■ **Document extract**
Detached Workshop Garage Design

Julian

Lifetime Supporter
The layout is similar to that I am working up for my shop, even down to the mezzanine although on mine all 3 doors would be on one wall. One of the biggest drivers I see to have a separate workshop (currently have a 5 car garage) is segregating the clean and dirty work. I'll probably use mobile welding curtains so it's a flexible space and not blocking light when I need it.
 


If you rotated the stairs along the back wall, or had them facing the other way, and maybe coming down into the middle of the floor, or closer to the wall with the two doors on it, you would then be able to get drive through access from the wall with the 1 door, all the way in under the mezzanine?
 

Howard Jones

Supporter
Instead of the full width, 6" thick slab can you simply pour a thicker footing for each mount point. Say 30 inches square and a foot thick and tied into the rest of the floor with a lot of re-bar? you might save a lot of concrete costs. Have a look at the lift floor requirements.

■ **Records provided**
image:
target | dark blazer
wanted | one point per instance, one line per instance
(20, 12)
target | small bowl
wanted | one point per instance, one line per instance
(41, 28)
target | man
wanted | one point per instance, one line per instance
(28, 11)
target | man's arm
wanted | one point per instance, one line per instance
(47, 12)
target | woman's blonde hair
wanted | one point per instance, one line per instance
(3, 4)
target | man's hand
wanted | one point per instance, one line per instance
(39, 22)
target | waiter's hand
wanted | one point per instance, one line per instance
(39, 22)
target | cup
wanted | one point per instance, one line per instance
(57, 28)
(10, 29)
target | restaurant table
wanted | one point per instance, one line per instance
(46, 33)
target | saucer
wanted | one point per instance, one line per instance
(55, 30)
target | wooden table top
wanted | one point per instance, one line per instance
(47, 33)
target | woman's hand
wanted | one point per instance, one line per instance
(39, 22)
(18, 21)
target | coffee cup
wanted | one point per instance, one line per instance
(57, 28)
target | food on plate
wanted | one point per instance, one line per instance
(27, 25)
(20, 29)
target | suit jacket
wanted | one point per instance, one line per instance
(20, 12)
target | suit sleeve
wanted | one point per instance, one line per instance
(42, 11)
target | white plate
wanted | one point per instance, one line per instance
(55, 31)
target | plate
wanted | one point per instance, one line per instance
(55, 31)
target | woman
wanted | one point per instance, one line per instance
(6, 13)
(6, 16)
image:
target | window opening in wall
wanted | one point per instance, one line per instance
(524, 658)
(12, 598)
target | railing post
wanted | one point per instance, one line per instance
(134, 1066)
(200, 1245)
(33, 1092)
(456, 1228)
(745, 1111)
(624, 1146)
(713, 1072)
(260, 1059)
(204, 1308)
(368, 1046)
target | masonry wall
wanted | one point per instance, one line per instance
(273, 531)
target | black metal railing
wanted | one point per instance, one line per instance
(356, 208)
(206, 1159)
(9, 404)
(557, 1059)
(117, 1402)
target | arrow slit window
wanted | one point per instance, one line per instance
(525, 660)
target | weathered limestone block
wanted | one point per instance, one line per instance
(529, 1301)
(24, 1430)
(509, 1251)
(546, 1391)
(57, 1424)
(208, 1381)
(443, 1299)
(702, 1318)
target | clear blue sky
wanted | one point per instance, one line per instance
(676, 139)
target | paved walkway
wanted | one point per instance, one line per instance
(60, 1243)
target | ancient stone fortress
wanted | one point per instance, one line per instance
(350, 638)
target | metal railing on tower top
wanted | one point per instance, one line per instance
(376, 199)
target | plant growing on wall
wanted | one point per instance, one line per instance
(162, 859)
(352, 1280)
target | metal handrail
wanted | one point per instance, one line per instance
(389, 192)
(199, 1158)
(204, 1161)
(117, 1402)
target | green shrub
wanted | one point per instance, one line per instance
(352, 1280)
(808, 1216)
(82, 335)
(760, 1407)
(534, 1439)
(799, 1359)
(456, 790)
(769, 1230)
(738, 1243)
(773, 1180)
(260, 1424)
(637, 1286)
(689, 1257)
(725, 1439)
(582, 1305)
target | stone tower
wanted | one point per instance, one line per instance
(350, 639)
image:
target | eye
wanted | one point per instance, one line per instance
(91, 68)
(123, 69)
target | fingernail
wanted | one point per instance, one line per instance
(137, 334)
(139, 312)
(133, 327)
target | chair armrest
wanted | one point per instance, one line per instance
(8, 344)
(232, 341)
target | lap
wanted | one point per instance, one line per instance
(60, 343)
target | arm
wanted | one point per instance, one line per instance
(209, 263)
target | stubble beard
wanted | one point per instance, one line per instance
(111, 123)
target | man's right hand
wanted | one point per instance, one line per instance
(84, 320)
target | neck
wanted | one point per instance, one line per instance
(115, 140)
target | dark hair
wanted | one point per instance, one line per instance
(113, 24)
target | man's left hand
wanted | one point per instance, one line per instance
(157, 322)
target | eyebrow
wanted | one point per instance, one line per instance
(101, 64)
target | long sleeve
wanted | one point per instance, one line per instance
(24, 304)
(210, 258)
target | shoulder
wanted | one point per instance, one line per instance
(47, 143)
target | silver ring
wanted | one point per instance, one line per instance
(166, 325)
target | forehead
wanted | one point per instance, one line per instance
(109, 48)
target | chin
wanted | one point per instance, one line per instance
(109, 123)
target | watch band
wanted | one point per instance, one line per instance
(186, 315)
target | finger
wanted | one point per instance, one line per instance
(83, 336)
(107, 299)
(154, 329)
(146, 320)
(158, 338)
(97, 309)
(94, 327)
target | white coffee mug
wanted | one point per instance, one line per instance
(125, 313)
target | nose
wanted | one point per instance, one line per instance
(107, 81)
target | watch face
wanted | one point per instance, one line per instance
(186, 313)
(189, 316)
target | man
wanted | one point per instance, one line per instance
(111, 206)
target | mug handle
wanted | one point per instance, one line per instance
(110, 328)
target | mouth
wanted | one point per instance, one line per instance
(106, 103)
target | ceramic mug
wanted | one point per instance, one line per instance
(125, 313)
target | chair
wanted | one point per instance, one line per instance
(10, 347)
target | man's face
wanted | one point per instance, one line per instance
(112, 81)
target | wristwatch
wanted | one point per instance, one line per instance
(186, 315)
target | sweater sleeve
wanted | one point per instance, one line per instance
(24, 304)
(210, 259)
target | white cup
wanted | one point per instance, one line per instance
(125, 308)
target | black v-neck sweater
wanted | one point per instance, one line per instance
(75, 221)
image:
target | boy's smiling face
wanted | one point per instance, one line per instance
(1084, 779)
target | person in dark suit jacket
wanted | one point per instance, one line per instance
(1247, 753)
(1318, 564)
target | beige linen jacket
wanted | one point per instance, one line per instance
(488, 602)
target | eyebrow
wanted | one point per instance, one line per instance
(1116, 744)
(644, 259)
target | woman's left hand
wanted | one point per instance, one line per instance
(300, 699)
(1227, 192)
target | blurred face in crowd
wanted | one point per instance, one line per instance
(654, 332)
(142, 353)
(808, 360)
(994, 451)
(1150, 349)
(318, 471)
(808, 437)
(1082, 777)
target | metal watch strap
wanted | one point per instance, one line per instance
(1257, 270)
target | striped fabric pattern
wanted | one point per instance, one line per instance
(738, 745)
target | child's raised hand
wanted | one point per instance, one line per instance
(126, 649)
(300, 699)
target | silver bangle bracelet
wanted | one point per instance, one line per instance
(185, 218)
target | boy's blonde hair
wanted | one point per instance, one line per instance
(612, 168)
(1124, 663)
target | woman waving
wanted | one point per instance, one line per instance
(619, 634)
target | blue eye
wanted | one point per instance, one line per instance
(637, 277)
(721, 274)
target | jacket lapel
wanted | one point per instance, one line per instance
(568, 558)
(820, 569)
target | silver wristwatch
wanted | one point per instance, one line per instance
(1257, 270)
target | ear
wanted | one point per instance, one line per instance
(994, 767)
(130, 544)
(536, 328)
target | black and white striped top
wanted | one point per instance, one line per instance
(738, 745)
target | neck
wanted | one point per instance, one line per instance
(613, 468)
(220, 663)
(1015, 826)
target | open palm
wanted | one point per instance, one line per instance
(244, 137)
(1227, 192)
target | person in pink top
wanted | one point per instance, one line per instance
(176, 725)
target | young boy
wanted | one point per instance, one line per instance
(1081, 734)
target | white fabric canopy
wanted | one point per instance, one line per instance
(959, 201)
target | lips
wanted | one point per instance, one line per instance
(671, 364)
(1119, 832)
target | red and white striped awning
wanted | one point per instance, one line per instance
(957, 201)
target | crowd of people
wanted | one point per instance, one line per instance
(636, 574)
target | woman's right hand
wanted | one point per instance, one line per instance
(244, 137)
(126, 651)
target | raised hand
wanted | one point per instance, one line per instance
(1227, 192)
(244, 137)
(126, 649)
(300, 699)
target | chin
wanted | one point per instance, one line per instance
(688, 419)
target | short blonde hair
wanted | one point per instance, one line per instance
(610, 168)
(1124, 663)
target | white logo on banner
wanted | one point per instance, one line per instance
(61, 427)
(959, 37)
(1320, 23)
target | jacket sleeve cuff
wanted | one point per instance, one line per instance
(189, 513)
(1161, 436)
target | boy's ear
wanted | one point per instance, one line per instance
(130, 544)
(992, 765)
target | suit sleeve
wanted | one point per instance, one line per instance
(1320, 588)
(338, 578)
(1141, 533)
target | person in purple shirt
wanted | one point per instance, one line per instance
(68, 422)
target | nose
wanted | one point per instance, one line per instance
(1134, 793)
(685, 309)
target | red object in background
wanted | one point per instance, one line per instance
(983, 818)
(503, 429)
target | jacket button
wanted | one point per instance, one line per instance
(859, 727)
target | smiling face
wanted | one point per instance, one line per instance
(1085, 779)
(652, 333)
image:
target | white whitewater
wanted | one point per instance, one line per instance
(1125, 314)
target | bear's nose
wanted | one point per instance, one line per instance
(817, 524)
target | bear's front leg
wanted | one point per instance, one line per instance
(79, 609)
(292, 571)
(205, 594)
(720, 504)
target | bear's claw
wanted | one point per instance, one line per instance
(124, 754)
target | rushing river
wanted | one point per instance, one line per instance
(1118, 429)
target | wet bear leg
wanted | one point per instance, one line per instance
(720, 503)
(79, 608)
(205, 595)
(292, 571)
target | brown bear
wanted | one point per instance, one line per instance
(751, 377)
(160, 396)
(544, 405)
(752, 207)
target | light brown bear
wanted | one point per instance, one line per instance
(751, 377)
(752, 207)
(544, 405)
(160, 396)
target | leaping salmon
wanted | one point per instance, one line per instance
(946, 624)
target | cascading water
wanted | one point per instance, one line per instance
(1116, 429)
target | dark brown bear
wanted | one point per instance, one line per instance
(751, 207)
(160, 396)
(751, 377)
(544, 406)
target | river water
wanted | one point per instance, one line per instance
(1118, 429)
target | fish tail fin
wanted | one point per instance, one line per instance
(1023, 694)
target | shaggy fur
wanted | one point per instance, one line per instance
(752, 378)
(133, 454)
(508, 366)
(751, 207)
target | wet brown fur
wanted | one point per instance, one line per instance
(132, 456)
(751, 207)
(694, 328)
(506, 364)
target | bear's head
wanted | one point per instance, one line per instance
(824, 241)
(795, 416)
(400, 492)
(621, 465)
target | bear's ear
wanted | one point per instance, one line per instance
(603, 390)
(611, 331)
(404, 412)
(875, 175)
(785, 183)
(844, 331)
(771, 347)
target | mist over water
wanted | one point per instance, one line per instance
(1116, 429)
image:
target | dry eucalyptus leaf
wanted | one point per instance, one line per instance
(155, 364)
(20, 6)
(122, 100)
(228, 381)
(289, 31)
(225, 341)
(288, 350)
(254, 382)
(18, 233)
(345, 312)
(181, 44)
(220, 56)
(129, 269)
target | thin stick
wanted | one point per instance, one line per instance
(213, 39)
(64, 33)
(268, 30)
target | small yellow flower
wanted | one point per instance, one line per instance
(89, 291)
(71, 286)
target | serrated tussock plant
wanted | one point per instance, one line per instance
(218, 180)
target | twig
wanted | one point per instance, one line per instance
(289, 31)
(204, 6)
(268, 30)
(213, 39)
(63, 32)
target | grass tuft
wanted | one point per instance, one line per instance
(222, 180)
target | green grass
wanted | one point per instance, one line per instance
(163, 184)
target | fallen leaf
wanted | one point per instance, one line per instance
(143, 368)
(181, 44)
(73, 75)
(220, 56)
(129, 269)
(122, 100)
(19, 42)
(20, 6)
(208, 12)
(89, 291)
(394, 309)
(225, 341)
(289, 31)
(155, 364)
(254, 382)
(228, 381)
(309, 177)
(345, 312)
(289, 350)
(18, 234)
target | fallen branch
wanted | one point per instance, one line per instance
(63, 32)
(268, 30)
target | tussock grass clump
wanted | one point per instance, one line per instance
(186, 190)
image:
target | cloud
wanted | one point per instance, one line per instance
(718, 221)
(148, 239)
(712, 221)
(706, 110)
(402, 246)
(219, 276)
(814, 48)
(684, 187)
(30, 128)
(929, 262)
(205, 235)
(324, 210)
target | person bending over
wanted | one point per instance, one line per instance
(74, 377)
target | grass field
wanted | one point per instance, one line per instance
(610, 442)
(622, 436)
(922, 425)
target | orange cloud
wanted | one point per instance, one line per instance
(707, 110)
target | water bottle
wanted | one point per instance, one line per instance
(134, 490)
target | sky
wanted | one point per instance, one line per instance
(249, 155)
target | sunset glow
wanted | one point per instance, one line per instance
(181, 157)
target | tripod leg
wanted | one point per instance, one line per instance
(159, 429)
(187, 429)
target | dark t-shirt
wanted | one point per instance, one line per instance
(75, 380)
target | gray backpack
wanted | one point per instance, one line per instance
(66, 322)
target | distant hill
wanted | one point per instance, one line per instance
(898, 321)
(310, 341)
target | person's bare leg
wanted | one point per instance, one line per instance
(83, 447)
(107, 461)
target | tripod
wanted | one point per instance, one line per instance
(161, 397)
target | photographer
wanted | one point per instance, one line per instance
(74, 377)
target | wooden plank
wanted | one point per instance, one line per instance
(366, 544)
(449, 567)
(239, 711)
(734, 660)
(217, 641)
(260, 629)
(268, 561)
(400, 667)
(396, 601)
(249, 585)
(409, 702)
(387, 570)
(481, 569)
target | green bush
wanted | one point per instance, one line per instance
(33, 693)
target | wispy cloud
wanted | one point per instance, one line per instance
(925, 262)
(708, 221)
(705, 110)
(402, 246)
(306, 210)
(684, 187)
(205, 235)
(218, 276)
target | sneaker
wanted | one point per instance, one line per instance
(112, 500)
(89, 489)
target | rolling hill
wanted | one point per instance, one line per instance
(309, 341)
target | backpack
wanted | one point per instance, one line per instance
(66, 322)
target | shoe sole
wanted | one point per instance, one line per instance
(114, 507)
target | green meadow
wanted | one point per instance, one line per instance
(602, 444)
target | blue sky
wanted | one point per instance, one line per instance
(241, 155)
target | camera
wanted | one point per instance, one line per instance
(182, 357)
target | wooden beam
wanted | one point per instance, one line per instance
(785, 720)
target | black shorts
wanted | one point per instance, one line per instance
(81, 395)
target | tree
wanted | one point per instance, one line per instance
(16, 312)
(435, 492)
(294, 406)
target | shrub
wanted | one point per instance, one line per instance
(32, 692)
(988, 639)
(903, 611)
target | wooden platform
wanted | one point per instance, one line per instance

■ **Instructions**
A) Reproduce the workshop garage discussion word for word from "Lifetime Supporter" to "when I need it.".
B) Rename "coffee cup" to "mug" in the records from the line with "target | woman's hand" to the line with "(368, 1046)", both lines included, and return only those lines with everything else unchanged.

■ **Responses per task**
A)
Lifetime Supporter
The layout is similar to that I am working up for my shop, even down to the mezzanine although on mine all 3 doors would be on one wall. One of the biggest drivers I see to have a separate workshop (currently have a 5 car garage) is segregating the clean and dirty work. I'll probably use mobile welding curtains so it's a flexible space and not blocking light when I need it.

B)
target | woman's hand
wanted | one point per instance, one line per instance
(39, 22)
(18, 21)
target | mug
wanted | one point per instance, one line per instance
(57, 28)
target | food on plate
wanted | one point per instance, one line per instance
(27, 25)
(20, 29)
target | suit jacket
wanted | one point per instance, one line per instance
(20, 12)
target | suit sleeve
wanted | one point per instance, one line per instance
(42, 11)
target | white plate
wanted | one point per instance, one line per instance
(55, 31)
target | plate
wanted | one point per instance, one line per instance
(55, 31)
target | woman
wanted | one point per instance, one line per instance
(6, 13)
(6, 16)
image:
target | window opening in wall
wanted | one point per instance, one line per instance
(524, 658)
(12, 598)
target | railing post
wanted | one point per instance, one line per instance
(134, 1066)
(200, 1245)
(33, 1092)
(456, 1228)
(745, 1111)
(624, 1146)
(713, 1072)
(260, 1059)
(204, 1308)
(368, 1046)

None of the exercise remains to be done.